EXERCISE PROMPT
Find every line in the records that contains the word "photo", and copy each of those lines in full. Only matches with the same capitalization count.

SUPPLIED RECORDS

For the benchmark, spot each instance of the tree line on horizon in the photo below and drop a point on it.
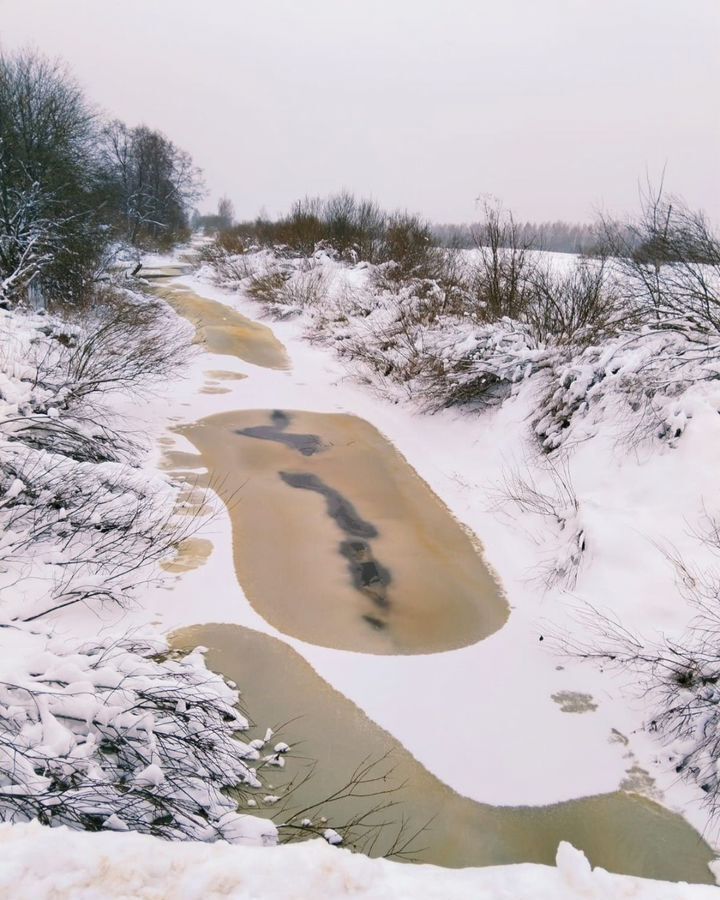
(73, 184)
==
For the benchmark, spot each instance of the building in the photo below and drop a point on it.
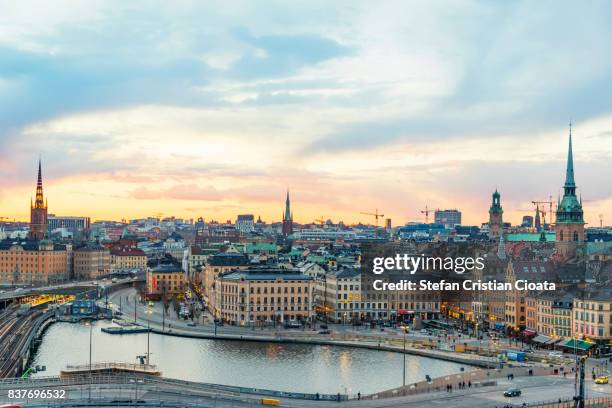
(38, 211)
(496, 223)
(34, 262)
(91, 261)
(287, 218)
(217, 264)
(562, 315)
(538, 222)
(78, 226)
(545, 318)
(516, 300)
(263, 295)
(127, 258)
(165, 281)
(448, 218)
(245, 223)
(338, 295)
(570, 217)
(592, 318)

RESULT FOR THIS EXERCISE
For the benchmark, spot each instance of the tree line on horizon in the photo below and drop a point on it.
For the benchmark, spot each instance of the building in the photo below and drop a point on it.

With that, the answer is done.